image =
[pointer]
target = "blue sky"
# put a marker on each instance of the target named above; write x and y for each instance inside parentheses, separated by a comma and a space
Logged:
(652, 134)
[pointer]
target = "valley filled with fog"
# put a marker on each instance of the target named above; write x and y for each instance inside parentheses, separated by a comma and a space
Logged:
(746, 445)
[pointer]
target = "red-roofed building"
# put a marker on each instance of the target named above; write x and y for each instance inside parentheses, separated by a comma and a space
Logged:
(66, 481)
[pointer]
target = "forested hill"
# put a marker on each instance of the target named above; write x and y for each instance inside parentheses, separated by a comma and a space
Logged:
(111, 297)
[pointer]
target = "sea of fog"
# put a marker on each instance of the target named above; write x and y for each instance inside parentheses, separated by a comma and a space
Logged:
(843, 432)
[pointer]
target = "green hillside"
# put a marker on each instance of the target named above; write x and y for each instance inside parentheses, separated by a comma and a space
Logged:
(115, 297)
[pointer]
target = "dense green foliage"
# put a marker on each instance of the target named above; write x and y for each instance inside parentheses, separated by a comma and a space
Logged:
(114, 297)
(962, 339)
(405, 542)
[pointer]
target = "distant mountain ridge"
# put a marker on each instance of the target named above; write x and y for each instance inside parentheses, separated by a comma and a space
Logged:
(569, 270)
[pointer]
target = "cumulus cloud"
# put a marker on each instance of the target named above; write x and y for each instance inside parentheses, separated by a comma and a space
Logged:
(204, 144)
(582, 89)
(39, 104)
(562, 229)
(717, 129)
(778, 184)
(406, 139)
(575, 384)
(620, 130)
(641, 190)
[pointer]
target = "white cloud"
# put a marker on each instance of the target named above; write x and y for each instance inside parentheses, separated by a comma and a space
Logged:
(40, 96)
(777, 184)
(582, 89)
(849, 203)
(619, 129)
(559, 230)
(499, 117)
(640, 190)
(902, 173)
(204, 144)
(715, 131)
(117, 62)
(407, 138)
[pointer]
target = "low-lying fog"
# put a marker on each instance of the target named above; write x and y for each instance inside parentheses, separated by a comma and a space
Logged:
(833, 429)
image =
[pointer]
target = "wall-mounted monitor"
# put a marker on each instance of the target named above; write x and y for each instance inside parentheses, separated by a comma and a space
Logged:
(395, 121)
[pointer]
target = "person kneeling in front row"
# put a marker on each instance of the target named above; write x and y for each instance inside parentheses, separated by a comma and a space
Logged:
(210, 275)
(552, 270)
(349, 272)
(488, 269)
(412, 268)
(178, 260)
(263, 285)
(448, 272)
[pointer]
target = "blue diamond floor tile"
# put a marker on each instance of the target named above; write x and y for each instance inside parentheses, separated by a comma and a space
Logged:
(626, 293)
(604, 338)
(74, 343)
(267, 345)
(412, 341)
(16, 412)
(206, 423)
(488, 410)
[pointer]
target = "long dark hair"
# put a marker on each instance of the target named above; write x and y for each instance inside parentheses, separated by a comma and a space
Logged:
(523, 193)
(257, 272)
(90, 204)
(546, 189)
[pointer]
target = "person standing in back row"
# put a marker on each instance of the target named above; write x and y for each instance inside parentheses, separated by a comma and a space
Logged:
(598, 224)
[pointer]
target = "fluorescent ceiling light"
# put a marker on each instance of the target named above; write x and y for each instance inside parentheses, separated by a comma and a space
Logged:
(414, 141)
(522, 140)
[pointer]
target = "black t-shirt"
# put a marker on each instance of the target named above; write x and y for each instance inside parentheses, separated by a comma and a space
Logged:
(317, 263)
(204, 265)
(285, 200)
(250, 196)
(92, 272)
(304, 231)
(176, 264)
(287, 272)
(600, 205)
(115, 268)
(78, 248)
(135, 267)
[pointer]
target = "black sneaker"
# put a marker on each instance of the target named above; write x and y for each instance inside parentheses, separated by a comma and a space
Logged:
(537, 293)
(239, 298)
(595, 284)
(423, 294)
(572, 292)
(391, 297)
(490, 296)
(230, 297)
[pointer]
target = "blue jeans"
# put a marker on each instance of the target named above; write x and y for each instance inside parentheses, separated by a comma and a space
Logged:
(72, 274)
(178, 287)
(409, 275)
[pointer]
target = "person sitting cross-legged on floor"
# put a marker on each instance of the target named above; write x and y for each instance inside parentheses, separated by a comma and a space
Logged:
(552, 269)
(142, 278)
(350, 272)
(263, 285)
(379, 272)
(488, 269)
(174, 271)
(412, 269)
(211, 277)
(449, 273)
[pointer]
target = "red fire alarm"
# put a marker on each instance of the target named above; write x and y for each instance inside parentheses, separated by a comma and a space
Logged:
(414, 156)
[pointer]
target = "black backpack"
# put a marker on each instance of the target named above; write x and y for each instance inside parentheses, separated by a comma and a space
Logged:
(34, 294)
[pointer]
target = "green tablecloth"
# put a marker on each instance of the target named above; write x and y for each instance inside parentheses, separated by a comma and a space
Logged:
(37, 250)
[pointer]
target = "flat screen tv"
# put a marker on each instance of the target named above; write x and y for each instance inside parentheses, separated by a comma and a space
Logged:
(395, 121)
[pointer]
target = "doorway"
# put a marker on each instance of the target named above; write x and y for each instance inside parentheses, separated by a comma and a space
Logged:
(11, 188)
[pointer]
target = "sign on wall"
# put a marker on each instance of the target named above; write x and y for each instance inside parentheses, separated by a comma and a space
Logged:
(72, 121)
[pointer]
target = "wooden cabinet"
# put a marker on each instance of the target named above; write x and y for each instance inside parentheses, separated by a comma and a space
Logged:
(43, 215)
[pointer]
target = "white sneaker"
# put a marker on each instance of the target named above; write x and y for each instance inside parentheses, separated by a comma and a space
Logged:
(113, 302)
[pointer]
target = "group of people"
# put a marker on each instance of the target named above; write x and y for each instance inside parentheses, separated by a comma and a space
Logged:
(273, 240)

YOUR TASK> Select and copy each line from the data that includes the word "black".

TASK RESULT>
target = "black t-shirt"
target = "black sneaker"
target = "black backpack"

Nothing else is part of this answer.